| Verilen metin |
Bu nasıl iş arkadaş!
Nedir bu, neler oluyor?
Karakollardayken baskın yiyorlar!
Hadi onu geçtik, gündüz gözüne pusu yiyen bir komando timi düşünebiliyor musunuz?
Bu Mehmetçikleri kim komuta ediyor?
Kim bu insanları düşmanın tuzağına itiyor.
İnanamıyorum, inanmıyorum.
Yemek molasındayken baskına uğramışlar!
Teröristler el bombası atmışlar, teröristlerin attığı el bombaları ormanlık alanda yangın çıkarmış, askerlerimizin çoğu bu yangında ölmüş.
Hepsi bu kadar, düşünebiliyor musunuz?
"Çatışmada ve ormanlık alanda teröristlerce atılan el bombalarının etkisiyle çıkan yangından dolayı 13 askeri personelimiz şehit olmuştur."
Demek ki düşman el bombası atacak mesafedeymiş!
Bunlar nasıl el bombasıymış.
Nasıl yangınmış bu böyle.
Askerimiz el bombasının çıkardığı yangından kaçamamış mı?
Keşke inanabilseydim!
Keşke Genelkurmay içimdeki şu hain şüpheyi giderebilseydi.
Giderebilseydi de ben de gönül huzuru içinde "Ne yapalım, kardeşlerimiz vatan müdafaasında düşmanla çatışırken şehit düştüler. Vatanı müdafaa ederken böyle kayıplar olur, vatan sağ olsun" diyebilseydim.
Ama hayır, içimdeki hain şüphe rahat durmuyor.
Keşke, Hasan Cemal'lerin "Kandil röportajları"na karşı, keşke Cengiz Çandar'ların "PKK'yı tek muhatap ilan eden raporlarına" karşı Genelkurmay'ın yanında durabilsem.
Keşke...

| Verilen kayıtlar |
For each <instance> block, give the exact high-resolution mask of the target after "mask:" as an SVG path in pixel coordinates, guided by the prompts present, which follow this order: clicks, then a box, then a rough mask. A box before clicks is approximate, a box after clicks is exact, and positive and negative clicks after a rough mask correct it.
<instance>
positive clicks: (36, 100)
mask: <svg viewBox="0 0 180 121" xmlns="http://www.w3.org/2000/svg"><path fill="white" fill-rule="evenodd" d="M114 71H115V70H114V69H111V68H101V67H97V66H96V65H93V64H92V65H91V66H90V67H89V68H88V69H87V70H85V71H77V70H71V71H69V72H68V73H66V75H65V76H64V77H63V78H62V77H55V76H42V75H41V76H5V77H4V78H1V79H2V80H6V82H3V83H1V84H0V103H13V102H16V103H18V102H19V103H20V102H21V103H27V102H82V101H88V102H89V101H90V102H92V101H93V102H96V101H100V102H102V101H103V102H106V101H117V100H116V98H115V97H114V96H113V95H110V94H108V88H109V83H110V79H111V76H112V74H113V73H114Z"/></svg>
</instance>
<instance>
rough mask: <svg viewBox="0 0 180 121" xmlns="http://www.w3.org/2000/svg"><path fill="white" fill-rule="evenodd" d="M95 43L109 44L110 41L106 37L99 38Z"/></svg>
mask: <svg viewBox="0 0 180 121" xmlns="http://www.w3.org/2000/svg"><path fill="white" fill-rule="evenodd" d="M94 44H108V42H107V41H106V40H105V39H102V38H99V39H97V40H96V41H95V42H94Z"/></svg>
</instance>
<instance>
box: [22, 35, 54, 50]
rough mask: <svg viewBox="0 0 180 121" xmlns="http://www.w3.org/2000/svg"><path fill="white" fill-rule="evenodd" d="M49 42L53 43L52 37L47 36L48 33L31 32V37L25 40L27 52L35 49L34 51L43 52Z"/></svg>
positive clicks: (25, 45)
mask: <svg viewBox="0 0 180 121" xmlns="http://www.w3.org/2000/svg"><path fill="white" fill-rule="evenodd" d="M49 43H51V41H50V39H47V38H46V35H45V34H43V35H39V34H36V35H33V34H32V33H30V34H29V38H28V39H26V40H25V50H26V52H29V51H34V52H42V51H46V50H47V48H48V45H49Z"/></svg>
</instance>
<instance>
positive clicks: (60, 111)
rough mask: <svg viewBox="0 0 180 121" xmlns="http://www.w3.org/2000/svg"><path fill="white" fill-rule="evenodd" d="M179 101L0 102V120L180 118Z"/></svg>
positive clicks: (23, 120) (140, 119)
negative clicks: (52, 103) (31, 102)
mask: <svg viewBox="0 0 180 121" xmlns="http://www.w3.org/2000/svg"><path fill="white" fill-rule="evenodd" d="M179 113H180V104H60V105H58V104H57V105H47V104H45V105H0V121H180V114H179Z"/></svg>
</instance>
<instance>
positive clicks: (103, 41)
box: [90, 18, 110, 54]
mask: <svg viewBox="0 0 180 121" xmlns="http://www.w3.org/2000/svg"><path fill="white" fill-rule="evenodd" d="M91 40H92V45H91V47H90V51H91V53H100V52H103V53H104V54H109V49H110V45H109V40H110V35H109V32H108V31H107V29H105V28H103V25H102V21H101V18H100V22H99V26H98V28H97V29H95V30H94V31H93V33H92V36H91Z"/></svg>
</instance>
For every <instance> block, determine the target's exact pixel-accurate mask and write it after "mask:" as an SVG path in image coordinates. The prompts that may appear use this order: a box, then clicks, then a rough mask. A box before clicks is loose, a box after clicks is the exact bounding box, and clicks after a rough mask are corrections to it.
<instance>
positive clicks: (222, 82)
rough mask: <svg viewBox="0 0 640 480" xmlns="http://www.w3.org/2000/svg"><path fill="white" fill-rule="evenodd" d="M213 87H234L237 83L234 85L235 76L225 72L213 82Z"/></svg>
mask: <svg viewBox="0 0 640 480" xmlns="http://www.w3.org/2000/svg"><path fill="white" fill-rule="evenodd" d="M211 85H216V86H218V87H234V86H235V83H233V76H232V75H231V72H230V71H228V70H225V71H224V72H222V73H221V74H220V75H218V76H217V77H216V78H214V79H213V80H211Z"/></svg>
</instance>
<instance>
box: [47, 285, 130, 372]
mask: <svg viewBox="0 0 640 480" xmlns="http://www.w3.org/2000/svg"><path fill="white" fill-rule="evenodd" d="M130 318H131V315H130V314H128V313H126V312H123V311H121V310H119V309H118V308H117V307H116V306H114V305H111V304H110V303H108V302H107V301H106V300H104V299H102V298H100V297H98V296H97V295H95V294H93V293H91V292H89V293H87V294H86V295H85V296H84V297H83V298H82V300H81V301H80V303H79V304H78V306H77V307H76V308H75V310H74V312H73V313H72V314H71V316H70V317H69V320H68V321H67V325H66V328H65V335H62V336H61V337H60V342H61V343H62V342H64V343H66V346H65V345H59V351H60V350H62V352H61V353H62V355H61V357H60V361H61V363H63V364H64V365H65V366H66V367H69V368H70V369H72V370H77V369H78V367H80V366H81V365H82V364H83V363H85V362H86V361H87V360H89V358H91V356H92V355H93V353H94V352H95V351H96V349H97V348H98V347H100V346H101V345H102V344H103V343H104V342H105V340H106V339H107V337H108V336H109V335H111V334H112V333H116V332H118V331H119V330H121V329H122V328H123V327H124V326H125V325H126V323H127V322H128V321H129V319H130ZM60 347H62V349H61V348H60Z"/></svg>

| Alıştırma 1 |
Kayıtların en başından "positive clicks: (36, 100)" ifadesini içeren satıra kadar her şeyi, iki uç da dahil olmak üzere, hiçbir değişiklik yapmadan geri ver.
| Alıştırma 2 |
Askerlerin şehit düştüğü baskına dair yazıyı kaldığı yerden sürdür.
Kayıtların, askerlerin şehit düştüğü baskına dair yazıyla hiçbir ilgisi yoktur.

| Yazılı cevap 1 |
For each <instance> block, give the exact high-resolution mask of the target after "mask:" as an SVG path in pixel coordinates, guided by the prompts present, which follow this order: clicks, then a box, then a rough mask. A box before clicks is approximate, a box after clicks is exact, and positive and negative clicks after a rough mask correct it.
<instance>
positive clicks: (36, 100)

| Yazılı cevap 2 |
Orada, Diyarbakır'da, vatanın herhangi bir parçasında Mehmetçik tuzağa düşürülürken, Ankara'dakiler ne yapıyordu biliyor musunuz?
"Askeri Şura'da nasıl terfi ederiz" diye tartışıyorlardı.
Ağustos geldi ya yine ortam birden ısındı.
Kan sıcağı değil bu, Askeri Şura sıcağı!
Bunların bir kısmı darbe tezgâhlamaktan, cuntacılıktan cezaevlerinde ya...
İşte nasıl olur da bu adamları terfi ettiririz çalışmasındalar aylardır.
Yine "terfi krizi" çıkacakmış Askeri Şura'da...
Başbakan'ın yerinde olsam "Bu kadar şehit varken insan terfi tartışması yapmaya utanır" derdim onlara.
Bu kadar şehit varken bedelli askerlik olmuyor ama cuntacılıktan tutuklananların terfileri falan oluyor...
Bakın bütün bunları geçtim.
Bu hafta içinde, bir ses kaydı dinledik.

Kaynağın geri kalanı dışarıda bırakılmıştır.